Natural-language object grounding data:

BEGIN

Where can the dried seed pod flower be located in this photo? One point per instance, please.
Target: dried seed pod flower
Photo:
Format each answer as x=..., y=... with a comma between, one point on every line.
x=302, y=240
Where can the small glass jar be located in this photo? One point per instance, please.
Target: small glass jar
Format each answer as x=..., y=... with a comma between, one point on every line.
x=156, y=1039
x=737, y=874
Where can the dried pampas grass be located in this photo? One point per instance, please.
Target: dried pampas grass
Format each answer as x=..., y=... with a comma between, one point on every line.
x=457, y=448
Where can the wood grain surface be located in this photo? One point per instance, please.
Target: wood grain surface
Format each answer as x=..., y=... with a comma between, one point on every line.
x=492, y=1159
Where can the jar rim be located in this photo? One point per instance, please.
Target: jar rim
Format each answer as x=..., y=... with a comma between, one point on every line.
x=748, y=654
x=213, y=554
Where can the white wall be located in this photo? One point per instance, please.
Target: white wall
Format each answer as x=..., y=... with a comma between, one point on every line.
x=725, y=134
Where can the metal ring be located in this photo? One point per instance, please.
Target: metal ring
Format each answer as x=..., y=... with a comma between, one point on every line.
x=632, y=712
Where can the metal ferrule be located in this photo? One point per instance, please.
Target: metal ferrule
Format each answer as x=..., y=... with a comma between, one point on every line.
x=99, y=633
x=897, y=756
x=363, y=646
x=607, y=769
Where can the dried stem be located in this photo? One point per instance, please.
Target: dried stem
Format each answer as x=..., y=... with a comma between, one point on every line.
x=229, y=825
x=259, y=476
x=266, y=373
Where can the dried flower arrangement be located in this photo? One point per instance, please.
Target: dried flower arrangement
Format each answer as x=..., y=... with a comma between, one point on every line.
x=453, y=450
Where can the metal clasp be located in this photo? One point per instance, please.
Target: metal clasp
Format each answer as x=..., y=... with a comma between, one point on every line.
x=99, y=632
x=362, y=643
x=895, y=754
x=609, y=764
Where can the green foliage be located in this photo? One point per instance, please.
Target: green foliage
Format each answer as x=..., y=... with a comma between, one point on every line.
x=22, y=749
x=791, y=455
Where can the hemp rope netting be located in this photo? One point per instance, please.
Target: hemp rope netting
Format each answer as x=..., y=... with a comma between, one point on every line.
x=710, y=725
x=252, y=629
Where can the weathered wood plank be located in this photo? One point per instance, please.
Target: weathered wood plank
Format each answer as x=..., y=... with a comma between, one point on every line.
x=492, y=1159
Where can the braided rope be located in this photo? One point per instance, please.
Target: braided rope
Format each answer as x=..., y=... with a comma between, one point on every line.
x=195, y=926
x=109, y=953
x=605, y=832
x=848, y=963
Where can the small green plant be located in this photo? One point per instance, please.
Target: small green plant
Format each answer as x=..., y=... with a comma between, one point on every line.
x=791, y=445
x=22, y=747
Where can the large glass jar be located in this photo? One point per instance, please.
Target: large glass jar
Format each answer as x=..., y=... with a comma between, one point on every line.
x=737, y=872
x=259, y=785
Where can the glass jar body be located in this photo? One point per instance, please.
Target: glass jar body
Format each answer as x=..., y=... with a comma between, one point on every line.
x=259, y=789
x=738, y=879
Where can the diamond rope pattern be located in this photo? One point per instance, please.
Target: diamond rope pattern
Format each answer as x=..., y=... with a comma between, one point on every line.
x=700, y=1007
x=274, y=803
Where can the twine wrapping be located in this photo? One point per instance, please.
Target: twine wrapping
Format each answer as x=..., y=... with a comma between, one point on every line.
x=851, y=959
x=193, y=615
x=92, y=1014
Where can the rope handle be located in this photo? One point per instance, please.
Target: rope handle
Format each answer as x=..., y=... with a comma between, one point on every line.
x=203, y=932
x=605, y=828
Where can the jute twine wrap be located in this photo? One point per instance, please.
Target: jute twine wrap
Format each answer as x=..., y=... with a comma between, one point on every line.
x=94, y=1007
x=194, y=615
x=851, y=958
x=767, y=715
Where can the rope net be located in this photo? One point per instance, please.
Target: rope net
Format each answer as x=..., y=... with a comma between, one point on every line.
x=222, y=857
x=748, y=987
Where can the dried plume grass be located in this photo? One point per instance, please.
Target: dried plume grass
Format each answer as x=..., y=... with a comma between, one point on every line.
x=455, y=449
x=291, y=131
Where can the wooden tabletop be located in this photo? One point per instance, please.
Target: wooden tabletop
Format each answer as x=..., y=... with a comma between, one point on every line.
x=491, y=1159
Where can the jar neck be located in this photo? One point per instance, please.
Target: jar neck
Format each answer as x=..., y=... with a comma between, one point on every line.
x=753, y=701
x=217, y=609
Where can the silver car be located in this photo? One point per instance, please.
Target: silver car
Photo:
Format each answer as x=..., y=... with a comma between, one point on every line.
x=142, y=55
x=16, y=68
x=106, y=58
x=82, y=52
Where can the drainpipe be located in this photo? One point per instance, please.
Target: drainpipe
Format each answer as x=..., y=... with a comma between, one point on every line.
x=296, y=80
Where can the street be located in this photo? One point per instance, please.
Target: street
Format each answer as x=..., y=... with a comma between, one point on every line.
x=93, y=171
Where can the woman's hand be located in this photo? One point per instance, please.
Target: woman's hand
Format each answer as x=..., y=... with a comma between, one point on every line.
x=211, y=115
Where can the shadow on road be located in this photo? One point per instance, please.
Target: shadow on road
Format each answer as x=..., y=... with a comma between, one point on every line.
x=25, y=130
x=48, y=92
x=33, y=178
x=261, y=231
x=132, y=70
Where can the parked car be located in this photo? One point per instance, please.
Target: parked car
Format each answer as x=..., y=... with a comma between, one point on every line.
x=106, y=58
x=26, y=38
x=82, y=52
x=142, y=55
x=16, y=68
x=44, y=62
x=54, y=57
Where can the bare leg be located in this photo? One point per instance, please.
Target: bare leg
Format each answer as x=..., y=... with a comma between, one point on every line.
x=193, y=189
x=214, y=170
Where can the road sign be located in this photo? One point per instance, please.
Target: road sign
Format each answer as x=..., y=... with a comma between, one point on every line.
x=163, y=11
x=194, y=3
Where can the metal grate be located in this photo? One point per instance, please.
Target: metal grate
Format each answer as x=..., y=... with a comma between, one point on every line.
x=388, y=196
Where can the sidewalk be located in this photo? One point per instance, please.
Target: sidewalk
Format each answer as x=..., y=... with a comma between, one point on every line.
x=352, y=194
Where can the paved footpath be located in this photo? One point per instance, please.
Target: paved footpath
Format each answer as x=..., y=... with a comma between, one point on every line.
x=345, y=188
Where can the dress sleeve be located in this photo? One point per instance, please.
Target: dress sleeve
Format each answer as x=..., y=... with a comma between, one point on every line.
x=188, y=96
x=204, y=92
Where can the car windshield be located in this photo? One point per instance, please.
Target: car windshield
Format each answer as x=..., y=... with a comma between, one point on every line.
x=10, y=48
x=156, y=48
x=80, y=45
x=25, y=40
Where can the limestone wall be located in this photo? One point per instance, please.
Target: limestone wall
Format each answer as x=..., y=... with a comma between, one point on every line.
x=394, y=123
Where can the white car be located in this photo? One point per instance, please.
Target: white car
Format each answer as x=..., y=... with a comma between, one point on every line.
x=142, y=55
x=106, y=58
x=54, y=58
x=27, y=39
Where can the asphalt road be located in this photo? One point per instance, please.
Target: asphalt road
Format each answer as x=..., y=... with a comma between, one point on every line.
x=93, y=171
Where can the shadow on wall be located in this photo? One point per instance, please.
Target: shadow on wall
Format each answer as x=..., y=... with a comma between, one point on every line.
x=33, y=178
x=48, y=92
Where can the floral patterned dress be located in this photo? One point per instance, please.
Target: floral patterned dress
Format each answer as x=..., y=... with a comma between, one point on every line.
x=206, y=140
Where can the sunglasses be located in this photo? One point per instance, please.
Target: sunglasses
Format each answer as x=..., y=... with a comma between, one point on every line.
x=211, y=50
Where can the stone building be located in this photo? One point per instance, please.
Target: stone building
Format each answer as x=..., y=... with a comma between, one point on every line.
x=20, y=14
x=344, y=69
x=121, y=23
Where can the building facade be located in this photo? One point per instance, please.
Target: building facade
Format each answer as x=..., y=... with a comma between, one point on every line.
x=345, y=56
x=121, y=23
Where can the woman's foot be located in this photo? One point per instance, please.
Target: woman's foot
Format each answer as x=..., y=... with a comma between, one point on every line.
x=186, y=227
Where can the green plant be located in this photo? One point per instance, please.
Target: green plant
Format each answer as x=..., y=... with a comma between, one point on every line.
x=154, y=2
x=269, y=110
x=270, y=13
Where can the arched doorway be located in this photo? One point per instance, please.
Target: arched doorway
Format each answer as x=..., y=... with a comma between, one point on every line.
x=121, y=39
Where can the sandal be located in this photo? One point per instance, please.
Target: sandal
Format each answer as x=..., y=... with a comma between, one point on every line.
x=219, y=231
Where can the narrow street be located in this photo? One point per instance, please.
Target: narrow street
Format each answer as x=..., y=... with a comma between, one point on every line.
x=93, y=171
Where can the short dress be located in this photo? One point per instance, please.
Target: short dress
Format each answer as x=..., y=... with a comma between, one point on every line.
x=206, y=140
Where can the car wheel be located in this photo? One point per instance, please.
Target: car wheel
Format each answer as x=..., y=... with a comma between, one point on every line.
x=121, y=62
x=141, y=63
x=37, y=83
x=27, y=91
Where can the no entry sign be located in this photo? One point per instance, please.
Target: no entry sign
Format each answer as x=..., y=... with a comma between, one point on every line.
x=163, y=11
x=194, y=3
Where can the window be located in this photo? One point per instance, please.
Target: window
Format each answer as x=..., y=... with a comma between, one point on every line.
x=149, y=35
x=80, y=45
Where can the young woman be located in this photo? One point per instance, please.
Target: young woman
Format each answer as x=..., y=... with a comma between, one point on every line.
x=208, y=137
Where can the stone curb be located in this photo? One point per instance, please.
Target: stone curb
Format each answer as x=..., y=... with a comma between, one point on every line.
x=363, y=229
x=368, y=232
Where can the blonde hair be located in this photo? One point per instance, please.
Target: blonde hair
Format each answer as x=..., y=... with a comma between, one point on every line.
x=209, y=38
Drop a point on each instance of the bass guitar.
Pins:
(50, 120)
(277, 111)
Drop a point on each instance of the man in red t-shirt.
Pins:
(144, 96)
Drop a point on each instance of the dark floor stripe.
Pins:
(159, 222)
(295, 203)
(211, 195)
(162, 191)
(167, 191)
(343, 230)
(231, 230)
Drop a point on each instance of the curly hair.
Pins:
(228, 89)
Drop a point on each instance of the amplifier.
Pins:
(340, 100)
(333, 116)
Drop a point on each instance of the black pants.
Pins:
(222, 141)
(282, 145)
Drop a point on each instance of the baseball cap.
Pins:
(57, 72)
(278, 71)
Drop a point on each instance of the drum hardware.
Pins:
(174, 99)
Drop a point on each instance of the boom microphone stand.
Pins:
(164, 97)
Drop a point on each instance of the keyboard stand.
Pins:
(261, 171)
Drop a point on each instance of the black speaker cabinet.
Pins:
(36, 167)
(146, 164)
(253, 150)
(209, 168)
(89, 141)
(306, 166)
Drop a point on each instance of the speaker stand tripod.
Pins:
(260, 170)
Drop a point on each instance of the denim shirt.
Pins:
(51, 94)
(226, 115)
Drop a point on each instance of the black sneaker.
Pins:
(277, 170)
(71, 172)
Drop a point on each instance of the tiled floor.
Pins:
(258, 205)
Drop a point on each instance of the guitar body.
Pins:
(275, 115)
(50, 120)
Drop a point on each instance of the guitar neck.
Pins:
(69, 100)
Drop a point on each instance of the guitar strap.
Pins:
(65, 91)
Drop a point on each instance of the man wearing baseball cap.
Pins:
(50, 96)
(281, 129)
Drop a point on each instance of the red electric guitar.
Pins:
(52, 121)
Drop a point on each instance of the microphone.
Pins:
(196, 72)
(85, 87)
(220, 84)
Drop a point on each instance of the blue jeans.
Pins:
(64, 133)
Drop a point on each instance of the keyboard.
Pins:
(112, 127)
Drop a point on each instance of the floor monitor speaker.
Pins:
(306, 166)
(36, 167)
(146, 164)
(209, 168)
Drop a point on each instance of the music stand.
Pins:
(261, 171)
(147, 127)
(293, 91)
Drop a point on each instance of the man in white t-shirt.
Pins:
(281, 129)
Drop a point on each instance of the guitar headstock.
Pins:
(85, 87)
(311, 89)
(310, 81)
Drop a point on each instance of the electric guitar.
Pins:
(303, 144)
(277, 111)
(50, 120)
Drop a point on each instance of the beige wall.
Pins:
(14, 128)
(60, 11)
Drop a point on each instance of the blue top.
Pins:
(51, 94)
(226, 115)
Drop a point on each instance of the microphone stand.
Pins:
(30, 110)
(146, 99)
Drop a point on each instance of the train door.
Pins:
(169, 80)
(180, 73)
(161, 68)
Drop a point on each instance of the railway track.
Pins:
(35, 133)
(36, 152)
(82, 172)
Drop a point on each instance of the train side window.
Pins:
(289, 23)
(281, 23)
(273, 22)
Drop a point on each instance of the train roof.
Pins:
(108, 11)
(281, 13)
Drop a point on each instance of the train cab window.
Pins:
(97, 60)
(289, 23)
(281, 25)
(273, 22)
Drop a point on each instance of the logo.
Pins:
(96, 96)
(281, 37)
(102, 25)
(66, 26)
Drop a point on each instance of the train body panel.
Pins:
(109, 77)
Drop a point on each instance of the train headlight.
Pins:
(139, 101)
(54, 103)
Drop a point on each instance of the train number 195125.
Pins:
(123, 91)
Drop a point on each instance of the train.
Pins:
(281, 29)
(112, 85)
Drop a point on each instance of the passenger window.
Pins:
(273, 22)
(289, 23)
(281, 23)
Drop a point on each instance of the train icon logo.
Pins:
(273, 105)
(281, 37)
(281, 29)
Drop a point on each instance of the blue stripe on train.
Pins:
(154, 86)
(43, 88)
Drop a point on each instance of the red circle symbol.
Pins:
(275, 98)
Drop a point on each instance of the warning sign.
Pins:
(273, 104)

END

_WHAT YOU HAVE TO DO_
Of the lines above, output exactly those from the line bearing "Where can the metal ring" through the line bearing "Where can the metal ferrule", inclusive.

_OUTPUT OF THE TASK_
Where can the metal ring be located in this photo? One point per instance, please.
Target: metal ring
Format each answer as x=..., y=... with a comma between, one point on every line.
x=632, y=712
Where can the metal ferrule be located in this photo? One point per instance, please.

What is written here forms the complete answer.